■ **Texto de la página**:
------

Siempre luce más refinado, docto y elegante emplear un latinismo cuando se quiere escribir algo que es más bien popular que académico. Es el caso de hoy, cuando, a propósito de nuestro devenir político y electoral, no puedo dejar de recordar un proverbio que escuché tantas veces a mi abuelo, con el cual justificaba ciertas malas conductas, atribuyendo la culpabilidad a quienes las permiten, más que a aquellos que las cometen. Si se enredó, se lo digo más claro: “La culpa no es del chancho” dice el refrán, sino “del que le da el afrecho”.
Si en los últimos años los partidos y los políticos profesionales tienen uno de los niveles de rechazo ciudadano más elevados, las instituciones políticas están aún peor evaluadas. Los tres Poderes del Estado suman, de acuerdo a múltiples estudios, una evaluación tan negativa como nunca se había alcanzado en nuestra historia republicana. El Presidente de la República y el Congreso “gozan” de un desprestigio récord, superior incluso al que ostentaron en alguno de los capítulos más oscuros del siglo XX. Es frecuente escuchar que, según muchos, tenemos los peores representantes que la democracia nos ha podido dar. Pero, independientemente de nuestro acuerdo o discrepancia respecto de esa pésima evaluación, hay otro elemento que debemos considerar: se trata de personas a quienes elegimos. Nuestro sistema democrático, para bien o para mal, funciona. Y, en virtud de este, tenemos las autoridades que elegimos, mediante nuestro voto libre, secreto e informado. Entonces, ¿de quién es la culpa? ¿Del elegido o de quien lo eligió?
Tantas veces se ha repetido, y no por ello deja de tener razón, aquella frase que define la democracia como “el menos malo” de los sistemas. Y, traducida libremente, la habría dicho Churchill, el más grande político británico del siglo XX, cuya grandeza no le obstó perder su última elección y enfrentar hoy acusaciones de racismo. Por eso, me pregunto: ¿somos buenos electores los chilenos? En ese momento solitario en que estamos frente al voto, lápiz en mano, ¿elegimos bien? Las preferencias que marcamos ¿responden verdaderamente a una reflexión profunda, a una evaluación cabal y a un análisis minucioso? ¿No será, más bien, que la mayoría de nosotros, puestos a elegir, nos dejamos influir por las luces de artificio electorales, los ritmos de la música y la belleza de las imágenes con que los múltiples candidatos buscan nuestro voto? ¿No será que la pésima calidad de los políticos, la conducta poco ética, los criterios mezquinos y hasta el payaseo vergonzosos de uno, son los riesgos que asumimos con la democracia?

------

■ **Extractos de datos**:
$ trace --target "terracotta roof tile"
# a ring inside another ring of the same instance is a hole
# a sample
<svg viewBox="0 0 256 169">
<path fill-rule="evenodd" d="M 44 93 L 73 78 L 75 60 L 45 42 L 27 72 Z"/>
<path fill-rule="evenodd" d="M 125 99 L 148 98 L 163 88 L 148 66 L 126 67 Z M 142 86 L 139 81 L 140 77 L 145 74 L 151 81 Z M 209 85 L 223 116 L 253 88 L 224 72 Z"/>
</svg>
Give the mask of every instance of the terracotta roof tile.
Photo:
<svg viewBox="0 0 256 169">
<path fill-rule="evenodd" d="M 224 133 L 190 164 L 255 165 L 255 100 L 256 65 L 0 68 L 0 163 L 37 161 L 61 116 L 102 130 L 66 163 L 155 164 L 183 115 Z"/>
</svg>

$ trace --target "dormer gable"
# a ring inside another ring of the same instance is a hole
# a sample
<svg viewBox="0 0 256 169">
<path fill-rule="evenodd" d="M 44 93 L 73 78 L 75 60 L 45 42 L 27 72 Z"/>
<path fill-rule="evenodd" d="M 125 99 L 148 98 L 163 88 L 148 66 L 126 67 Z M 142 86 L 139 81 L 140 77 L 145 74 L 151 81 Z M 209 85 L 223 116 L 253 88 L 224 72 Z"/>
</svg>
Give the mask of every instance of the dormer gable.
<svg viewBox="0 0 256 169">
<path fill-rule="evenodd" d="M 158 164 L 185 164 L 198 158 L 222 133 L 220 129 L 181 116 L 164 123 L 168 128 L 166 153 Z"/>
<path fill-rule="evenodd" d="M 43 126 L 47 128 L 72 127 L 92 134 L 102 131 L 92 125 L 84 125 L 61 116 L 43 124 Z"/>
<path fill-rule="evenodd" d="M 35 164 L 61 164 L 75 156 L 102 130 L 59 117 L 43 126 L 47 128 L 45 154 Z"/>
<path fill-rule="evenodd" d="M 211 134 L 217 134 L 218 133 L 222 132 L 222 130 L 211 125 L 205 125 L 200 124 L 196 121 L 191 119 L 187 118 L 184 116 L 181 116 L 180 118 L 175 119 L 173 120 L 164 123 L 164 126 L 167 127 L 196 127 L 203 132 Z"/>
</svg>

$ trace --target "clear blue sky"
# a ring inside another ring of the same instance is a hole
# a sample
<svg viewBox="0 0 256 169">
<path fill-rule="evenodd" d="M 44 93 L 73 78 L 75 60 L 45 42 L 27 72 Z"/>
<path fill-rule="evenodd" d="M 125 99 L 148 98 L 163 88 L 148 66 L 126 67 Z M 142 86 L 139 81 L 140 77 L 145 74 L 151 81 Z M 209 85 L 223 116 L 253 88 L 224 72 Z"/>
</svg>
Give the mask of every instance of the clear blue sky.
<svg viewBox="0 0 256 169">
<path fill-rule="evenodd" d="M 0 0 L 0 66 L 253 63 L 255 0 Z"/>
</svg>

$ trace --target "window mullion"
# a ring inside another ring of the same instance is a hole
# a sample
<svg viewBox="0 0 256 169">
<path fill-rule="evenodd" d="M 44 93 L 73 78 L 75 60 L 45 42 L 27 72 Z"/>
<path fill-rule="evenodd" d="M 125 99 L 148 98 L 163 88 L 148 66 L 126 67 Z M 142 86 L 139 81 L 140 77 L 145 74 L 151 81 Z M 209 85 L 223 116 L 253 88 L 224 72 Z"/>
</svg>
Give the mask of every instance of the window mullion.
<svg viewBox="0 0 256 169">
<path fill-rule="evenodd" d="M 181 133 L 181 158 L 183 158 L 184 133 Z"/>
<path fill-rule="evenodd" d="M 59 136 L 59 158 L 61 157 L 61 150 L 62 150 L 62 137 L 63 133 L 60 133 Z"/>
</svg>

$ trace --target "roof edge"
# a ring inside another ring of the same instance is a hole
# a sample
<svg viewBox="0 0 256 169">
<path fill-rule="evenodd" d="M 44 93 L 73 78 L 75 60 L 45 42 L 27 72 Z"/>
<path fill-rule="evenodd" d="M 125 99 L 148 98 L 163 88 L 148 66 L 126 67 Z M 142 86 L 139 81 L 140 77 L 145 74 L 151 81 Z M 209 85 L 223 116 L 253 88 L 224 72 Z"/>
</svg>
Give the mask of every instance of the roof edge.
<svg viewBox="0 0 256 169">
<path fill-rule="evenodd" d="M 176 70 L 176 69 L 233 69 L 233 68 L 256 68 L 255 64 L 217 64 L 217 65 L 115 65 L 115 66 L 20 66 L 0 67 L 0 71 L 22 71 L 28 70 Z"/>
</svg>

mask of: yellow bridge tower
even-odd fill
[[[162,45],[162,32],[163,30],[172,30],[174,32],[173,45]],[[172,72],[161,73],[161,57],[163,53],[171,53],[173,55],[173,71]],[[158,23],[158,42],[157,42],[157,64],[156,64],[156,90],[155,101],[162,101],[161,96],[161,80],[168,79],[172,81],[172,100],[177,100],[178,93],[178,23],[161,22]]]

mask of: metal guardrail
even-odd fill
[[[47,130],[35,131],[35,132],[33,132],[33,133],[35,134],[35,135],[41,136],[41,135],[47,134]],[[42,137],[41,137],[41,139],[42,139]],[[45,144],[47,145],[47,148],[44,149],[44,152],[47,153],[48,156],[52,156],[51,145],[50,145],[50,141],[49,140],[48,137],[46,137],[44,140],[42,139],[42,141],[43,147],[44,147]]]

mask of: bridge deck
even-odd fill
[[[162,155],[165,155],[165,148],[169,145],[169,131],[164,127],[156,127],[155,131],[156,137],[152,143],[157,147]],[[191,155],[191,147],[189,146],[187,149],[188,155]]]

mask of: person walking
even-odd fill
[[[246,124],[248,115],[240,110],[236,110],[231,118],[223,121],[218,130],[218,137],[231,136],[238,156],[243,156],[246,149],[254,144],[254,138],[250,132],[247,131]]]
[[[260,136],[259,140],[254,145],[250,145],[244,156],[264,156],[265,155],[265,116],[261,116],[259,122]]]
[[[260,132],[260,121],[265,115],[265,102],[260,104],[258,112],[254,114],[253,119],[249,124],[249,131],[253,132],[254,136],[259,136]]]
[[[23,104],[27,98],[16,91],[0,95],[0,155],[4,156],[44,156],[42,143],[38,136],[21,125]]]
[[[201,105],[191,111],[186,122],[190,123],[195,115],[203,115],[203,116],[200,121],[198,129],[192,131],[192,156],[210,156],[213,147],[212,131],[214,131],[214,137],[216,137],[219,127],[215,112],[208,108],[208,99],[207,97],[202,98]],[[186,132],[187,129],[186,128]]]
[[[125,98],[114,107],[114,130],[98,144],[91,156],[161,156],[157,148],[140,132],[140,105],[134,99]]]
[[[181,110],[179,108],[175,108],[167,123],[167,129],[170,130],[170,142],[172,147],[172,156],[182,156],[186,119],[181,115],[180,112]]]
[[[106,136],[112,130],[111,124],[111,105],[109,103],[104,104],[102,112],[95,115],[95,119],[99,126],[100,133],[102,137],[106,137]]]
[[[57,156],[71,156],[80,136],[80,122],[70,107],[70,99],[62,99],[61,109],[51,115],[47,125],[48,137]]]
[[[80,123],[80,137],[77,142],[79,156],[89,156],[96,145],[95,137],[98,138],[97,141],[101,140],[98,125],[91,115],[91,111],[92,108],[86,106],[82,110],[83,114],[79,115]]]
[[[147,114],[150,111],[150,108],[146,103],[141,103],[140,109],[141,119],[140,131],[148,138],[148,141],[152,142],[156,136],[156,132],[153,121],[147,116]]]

------

■ **Ejercicios por resolver**:
• A. Responde a partir del texto sobre el voto en Chile:
(i) ¿A quién escuchó tantas veces el proverbio quien escribe?
(ii) ¿Con qué tres adjetivos se califica el voto mediante el cual se elige a las autoridades?
(iii) ¿Qué le sucedió a Churchill en su última elección?
• B. Prolonga el texto sobre el voto en Chile a partir de su última oración.

■ **Respuestas en orden**:
• A.
(i) A su abuelo.
(ii) Libre, secreto e informado.
(iii) La perdió.

• B.
Seamos sinceros: ¿cuántos de nosotros han leído los programas de gobierno, completos? Rebajo la meta: ¿cuántos han leído el resumen del programa, la minuta, los párrafos destacados? Y, a la inversa, ¿cuántos de nosotros se enteran de lo que pretenden los candidatos, nada más que con los spots publicitarios, los jingles pegajosos o los volantes en papel couché? Sigamos con la franqueza: ¿cuántos han revisado el currículo de los candidatos? ¿Sabe Ud. los estudios, títulos y grados de los candidatos? ¿Conoce en qué han trabajado (si es que lo han hecho), que logros han obtenido y que yerros han cometido en su larga o breve vida pública? ¿Coincide Ud. con las iniciativas que han impulsado? ¿Discrepa de algunas, muchas o pocas, de las actuaciones de los candidatos? Y, sigamos con la sinceridad, hasta que duela: ¿cuántos de nosotros votan más “en contra de”, que “a favor de”? ¿Cuántos serán parte de aquellos que votarán por el “menos malo” de los que buscan nuestra preferencia?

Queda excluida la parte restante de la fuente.